### WORK REQUIRED:
Please state which tool the experiment text says is used to assess line coverage and a mutation score indicator.

Development environment: We use a simplified Java code with mutants from a Lego Mindstorms based Autonomous Parking System (APS) and Crossroad Stop and Go System (CSGS). These two systems are comparable by lines of code and number of functional modules (see footnote 13). To ease writing test cases, we use a lejo TDD wrapper, Testable Lejos7 to remove deep dependencies to the embedded environment. The BDD groups (Group A1 and Group A2) operate in an Eclipse IDE together with a JBehave plug-in (based on JUnit)8. We use Eclipse log files and JUnit test reports for calculating the number of implemented (tested) user stories. Finally, we use PIT Mutation Testing9 to assess line coverage and a mutation score indicator. The UAT groups (Group B1 and Group B2) write the test cases in Microsoft Word.
Table 1.

Medians of the student’s background

Area

Group A1

Group A2

Group B1

Group B2

Java programming

3

3

3

3

Acceptance testing

4

5

3

3

Safety-critical systems

3

4

4

4

Agile techniques

3

3

3

2

Note: The values range from “1” (little experience) to “5” (experienced). Group A1 and Group A2 use BDD, while Group B1 and Group B2 use UAT.

4.3 Hypotheses

We formulate the null hypotheses as:

\(H_0\) \(_{PROD}\): There is no difference in productivity between BDD and UAT.

\(H_0\) \(_{THOR}\): There is no difference in test thoroughness between BDD and UAT.

\(H_0\) \(_{FAUL}\): There is no difference in fault detection effectiveness between BDD and UAT.

\(H_0\) \(_{COME}\): There is no difference in communication effectiveness between BDD and UAT.

The alternative hypotheses are:

\(H_1\) \(_{PROD}\): BDD is more productive than UAT when producing safety test cases.

\(H_1\) \(_{THOR}\): BDD yields better test thoroughness than UAT.

\(H_1\) \(_{FAUL}\): BDD is more effective regarding fault detection than UAT.

\(H_1\) \(_{COME}\): BDD is more effective regarding communication than UAT.

4.4 Variables

The independent variables are the acceptance testing techniques. The dependent variables are: (1) productivity (PROD). It is defined as output per unit effort [23]. In our experiment, the participants test the user stories in the STPA safety report and produce safety test cases. We assess it via the number of implemented (tested) user stories10 per minute (NIUS) [23]; (2) test thoroughness (THOR). Code coverage is an important measure for the thoroughness of test suites including safety test suites [27]. Considering a low complexity of our provided systems, line coverage (LC) [26] is more suitable than branch coverage (BC); (3) fault detection effectiveness (FAUL). Mutation testing [25] is powerful and effective to indicate the capability at finding faults [26]. In our experiment, we measure how well a safety test suite is able to find faults at the code level. We assess this via a Mutation Score Indicator (MSI) [26]; (4) communication effectiveness (COME). We assess this via a post-questionnaire with 11 questions for developers covering topics like understandability and 13 questions for business analysts covering topics like confidentiality according to Adzic [35]. The results are in a 5-point scale from −2 (negative) to +2 (positive).

(Stored items)
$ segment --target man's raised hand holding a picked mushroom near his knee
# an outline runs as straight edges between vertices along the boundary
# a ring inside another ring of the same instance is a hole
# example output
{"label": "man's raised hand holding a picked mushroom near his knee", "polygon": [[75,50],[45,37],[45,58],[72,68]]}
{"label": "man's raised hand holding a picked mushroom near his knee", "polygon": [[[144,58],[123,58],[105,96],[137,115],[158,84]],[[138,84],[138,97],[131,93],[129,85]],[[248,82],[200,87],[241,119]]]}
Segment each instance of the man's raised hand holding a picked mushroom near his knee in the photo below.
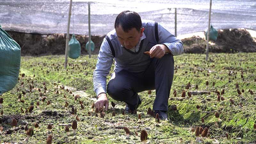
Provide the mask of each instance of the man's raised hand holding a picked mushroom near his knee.
{"label": "man's raised hand holding a picked mushroom near his knee", "polygon": [[156,44],[150,50],[150,58],[162,58],[165,53],[170,53],[170,50],[164,44]]}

### SOLUTION:
PIT Mutation Testing.